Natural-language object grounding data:
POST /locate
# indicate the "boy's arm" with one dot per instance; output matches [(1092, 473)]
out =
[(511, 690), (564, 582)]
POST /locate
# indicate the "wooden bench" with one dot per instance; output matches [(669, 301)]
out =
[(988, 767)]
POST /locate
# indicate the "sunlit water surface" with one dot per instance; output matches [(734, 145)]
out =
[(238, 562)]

...

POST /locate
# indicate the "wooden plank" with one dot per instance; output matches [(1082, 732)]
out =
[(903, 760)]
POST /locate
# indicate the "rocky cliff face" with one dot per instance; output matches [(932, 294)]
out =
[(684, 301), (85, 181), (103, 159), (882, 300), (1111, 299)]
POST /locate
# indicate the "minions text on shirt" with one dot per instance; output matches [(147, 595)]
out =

REQUIRED WORK:
Pick out every line above that contains the word "wooden" and copy it.

THE ANSWER:
# indicate the "wooden bench" with one dot per instance; output matches [(669, 301)]
# indicate the "wooden plank" with one dot per instance; output matches [(1082, 732)]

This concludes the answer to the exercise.